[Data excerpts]

....................

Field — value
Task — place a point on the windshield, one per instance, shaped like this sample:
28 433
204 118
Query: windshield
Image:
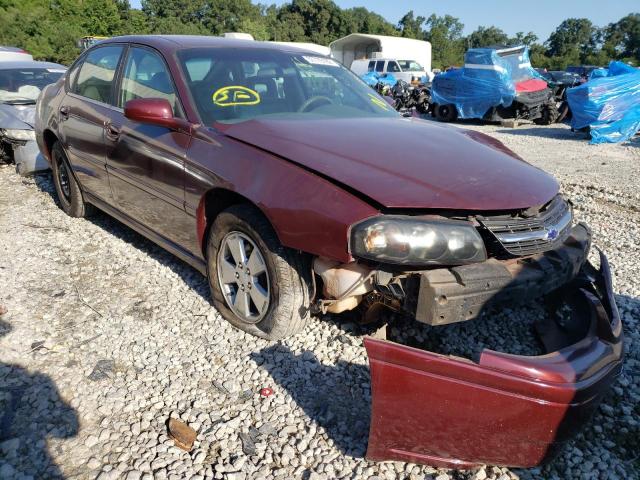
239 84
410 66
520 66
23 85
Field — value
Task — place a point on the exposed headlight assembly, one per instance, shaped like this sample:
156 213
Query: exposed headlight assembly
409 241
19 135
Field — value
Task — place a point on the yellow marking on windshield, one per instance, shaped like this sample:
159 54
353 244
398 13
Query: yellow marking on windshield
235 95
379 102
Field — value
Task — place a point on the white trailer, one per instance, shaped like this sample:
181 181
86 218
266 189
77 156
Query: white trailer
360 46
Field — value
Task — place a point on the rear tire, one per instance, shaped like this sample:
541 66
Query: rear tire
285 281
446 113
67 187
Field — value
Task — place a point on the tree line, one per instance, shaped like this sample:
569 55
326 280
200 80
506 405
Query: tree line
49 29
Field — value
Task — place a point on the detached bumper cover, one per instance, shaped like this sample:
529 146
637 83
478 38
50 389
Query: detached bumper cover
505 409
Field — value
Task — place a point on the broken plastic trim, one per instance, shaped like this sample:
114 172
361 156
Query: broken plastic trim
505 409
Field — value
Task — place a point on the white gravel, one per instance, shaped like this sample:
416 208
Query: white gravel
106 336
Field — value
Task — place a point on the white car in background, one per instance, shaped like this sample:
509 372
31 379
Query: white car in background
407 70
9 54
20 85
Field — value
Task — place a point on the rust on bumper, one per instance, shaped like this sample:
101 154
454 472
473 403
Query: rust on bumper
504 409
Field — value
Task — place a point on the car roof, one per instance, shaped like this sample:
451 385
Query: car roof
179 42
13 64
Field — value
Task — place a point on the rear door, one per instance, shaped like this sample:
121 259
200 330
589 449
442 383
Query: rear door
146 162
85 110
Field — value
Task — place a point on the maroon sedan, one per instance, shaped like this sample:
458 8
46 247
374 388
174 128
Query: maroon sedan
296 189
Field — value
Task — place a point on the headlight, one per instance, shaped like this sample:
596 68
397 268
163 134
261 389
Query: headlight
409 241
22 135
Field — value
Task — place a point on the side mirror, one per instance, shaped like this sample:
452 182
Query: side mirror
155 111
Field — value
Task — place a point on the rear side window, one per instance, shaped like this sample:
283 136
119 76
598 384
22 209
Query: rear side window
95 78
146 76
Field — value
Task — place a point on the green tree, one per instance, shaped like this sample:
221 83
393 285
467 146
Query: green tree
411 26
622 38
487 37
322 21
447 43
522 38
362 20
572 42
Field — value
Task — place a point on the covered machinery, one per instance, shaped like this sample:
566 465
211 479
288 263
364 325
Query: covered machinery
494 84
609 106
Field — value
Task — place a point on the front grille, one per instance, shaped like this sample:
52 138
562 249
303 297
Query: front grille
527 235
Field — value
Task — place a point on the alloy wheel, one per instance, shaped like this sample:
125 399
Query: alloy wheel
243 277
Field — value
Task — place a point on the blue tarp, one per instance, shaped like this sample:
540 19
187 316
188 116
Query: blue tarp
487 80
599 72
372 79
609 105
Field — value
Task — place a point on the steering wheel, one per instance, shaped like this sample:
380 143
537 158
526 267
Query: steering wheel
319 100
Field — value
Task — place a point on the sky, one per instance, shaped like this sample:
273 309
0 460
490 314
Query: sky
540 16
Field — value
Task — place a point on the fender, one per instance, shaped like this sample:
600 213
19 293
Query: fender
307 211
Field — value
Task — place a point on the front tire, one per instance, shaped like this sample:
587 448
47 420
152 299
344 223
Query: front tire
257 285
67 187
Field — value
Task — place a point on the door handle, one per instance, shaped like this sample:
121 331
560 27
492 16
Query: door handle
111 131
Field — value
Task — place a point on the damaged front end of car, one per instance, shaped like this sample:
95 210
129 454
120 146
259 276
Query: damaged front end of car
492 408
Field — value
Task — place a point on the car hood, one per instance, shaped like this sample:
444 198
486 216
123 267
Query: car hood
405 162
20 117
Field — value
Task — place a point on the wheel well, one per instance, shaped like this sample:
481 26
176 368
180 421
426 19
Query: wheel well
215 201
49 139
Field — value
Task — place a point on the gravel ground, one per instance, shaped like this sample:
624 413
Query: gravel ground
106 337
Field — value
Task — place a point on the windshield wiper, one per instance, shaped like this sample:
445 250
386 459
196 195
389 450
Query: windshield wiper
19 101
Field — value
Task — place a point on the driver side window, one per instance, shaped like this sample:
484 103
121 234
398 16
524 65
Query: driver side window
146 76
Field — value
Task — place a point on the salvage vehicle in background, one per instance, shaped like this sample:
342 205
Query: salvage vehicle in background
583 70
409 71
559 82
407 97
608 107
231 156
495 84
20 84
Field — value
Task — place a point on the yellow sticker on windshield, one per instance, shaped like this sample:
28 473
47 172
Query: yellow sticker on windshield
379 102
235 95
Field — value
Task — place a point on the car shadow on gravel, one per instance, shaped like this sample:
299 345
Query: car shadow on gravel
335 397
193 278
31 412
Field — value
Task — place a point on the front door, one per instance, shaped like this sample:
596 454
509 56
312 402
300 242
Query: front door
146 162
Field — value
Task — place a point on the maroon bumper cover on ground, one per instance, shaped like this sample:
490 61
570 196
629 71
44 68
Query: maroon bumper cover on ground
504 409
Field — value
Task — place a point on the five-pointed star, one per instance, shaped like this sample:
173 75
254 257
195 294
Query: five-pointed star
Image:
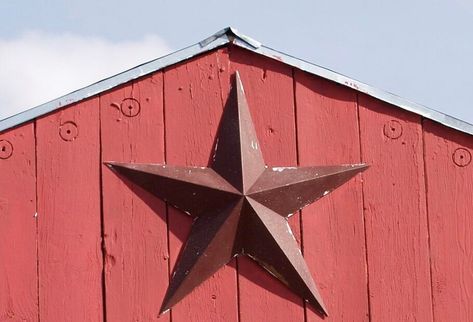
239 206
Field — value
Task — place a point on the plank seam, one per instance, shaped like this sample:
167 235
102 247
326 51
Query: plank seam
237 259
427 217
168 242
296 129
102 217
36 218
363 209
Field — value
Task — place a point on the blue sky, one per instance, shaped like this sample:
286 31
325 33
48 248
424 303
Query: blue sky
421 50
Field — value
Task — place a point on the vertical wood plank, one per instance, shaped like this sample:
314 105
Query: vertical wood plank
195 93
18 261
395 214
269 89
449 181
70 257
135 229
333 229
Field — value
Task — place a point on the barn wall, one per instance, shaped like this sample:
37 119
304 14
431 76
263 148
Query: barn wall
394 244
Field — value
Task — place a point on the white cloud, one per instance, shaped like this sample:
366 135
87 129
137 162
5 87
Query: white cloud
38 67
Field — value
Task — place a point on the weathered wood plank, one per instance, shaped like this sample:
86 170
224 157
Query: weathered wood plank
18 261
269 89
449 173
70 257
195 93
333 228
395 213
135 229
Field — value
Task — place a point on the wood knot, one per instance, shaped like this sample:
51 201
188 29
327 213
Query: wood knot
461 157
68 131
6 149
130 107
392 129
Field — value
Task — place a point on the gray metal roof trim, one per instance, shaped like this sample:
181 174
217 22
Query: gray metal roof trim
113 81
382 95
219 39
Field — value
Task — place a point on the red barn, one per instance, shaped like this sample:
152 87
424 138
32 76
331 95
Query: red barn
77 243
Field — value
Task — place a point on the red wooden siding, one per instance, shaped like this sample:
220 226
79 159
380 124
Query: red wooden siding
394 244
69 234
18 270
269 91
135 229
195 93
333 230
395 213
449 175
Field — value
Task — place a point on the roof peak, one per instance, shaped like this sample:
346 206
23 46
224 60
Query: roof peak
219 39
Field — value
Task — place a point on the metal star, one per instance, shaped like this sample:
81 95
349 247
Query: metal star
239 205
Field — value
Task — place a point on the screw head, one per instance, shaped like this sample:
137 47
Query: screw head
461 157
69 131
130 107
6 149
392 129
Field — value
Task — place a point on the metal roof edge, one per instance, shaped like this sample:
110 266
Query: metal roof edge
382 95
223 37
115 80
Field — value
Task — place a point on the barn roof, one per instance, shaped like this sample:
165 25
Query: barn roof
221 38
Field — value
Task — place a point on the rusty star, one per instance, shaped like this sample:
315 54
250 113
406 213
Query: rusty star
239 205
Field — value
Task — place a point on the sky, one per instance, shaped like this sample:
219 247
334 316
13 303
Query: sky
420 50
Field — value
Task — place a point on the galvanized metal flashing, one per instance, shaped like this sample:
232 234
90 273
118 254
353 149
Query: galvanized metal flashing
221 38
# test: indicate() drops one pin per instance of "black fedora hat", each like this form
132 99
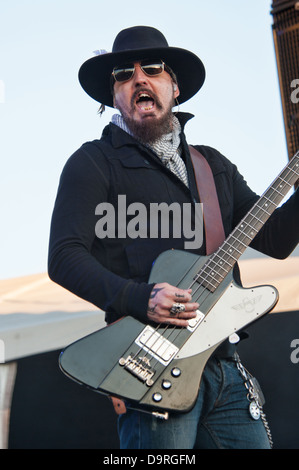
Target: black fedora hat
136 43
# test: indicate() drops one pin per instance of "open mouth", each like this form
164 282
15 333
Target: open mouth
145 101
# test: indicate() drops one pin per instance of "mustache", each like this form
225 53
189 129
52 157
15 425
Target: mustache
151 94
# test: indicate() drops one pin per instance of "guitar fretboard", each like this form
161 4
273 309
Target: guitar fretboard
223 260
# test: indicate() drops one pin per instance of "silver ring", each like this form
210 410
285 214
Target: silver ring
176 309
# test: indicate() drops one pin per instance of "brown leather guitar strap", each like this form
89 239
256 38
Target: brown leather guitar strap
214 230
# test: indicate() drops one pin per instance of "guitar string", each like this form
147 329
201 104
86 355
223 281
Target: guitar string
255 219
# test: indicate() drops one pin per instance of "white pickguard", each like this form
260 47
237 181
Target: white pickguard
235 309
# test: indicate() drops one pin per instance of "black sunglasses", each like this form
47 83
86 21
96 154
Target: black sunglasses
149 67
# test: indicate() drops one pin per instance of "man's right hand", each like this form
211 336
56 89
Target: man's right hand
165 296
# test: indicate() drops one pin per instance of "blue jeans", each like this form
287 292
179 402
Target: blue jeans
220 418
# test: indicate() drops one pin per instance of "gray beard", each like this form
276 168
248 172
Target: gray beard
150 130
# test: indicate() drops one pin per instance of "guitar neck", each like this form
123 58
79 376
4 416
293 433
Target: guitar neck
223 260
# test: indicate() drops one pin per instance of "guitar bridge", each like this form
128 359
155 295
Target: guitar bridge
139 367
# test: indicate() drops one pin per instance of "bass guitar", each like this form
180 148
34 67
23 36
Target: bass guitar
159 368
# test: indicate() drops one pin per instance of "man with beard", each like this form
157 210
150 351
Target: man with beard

....................

Please show the lines in the entries above that hold the string "pointed".

Task — place a point on the five-pointed star, one per instance, shaped like this sample:
Query: five-pointed star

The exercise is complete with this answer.